**Exercise details:**
Copy the entries from the start through the line with "pixel 991 133", substituting "shirt" for "jersey" and changing nothing else. Leave the pictures out of your copy.

====== Material for this task

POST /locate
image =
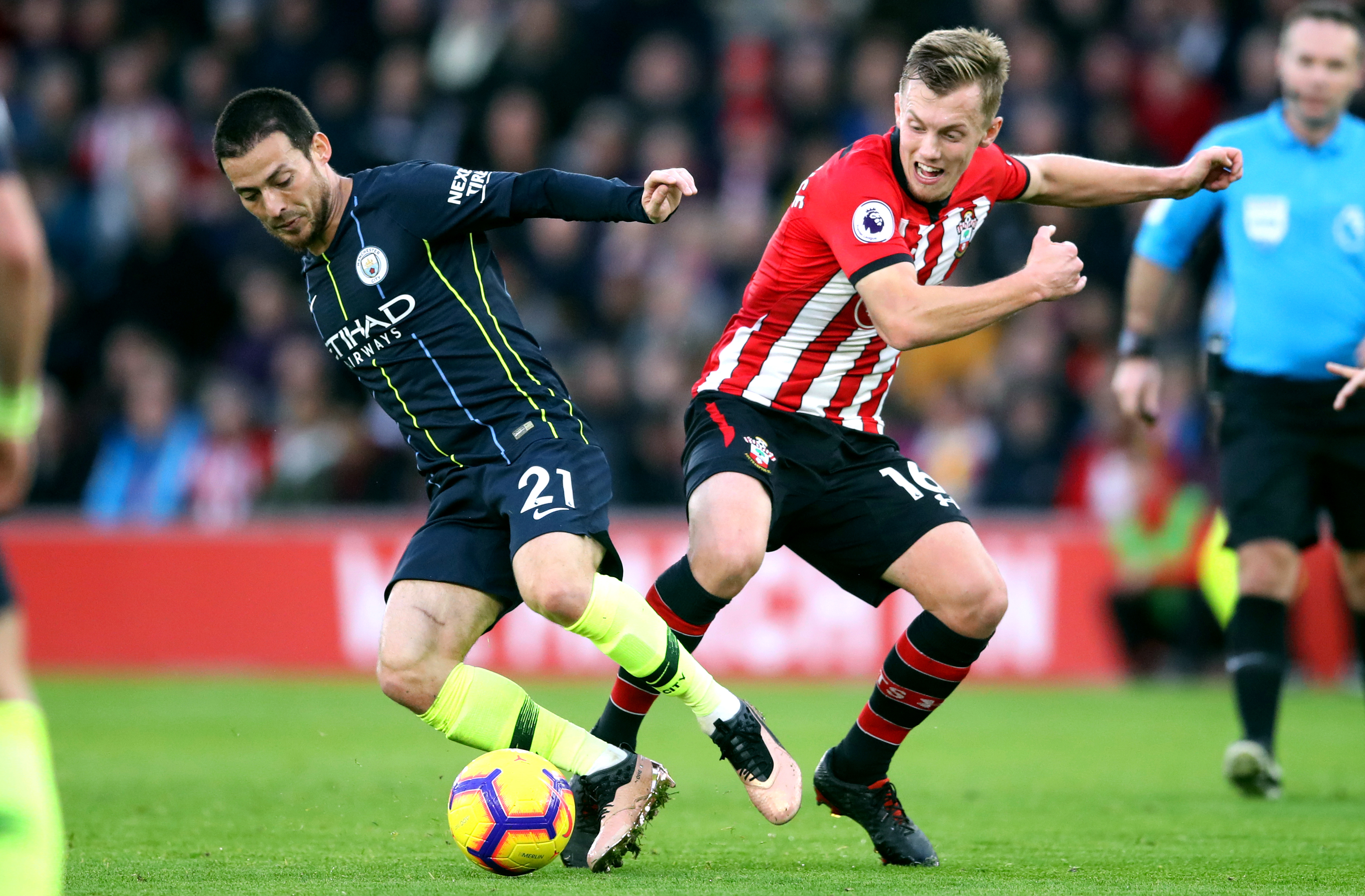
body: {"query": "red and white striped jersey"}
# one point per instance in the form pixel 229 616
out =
pixel 803 340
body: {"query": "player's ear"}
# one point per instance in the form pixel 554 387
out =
pixel 321 148
pixel 991 133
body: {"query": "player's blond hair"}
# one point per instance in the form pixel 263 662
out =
pixel 949 59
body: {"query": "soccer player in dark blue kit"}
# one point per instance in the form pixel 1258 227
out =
pixel 406 292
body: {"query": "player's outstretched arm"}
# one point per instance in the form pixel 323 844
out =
pixel 555 194
pixel 1354 378
pixel 1080 183
pixel 25 310
pixel 909 316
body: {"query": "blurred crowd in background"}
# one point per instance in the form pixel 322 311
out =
pixel 186 378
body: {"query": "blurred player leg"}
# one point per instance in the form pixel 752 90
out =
pixel 31 816
pixel 1258 655
pixel 1353 579
pixel 728 529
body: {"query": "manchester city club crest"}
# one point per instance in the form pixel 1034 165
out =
pixel 372 265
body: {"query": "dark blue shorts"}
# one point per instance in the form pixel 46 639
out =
pixel 484 515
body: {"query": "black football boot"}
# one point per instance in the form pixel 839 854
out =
pixel 770 775
pixel 878 809
pixel 586 826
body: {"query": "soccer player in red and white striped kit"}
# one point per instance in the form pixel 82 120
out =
pixel 784 434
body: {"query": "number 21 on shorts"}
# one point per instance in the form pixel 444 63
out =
pixel 922 479
pixel 537 500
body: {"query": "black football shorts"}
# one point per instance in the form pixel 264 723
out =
pixel 6 595
pixel 847 502
pixel 1285 456
pixel 484 515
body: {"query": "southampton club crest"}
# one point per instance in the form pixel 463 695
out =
pixel 967 228
pixel 372 265
pixel 759 453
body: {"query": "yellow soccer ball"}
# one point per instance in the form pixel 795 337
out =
pixel 511 812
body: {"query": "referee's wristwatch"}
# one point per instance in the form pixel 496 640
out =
pixel 1136 344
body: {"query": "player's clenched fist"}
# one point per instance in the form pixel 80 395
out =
pixel 1214 168
pixel 664 191
pixel 1056 266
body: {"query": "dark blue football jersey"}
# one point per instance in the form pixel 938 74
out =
pixel 410 298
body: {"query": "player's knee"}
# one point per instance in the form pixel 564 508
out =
pixel 725 568
pixel 562 602
pixel 980 605
pixel 409 673
pixel 405 682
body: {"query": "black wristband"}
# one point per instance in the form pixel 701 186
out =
pixel 1136 344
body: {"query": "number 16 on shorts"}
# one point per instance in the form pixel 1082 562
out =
pixel 923 481
pixel 537 500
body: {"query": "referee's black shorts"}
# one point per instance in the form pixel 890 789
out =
pixel 847 502
pixel 1286 455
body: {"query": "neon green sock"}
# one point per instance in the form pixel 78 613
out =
pixel 31 815
pixel 626 628
pixel 482 710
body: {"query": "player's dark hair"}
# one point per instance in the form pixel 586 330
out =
pixel 1337 11
pixel 949 59
pixel 254 115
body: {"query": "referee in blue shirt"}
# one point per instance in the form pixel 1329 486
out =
pixel 1289 300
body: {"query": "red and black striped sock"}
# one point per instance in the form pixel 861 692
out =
pixel 922 670
pixel 689 609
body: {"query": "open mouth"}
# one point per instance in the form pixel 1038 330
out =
pixel 926 174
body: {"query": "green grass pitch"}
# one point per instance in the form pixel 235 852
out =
pixel 321 786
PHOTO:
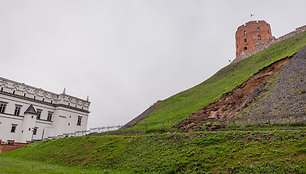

============

**Response to the task:**
POST /locate
image =
body: {"query": "red and white striped shirt"}
# one point per instance in the form pixel 229 616
out =
pixel 803 340
body: {"query": "player's ear"}
# one point per instance in the form pixel 554 387
out =
pixel 321 148
pixel 991 133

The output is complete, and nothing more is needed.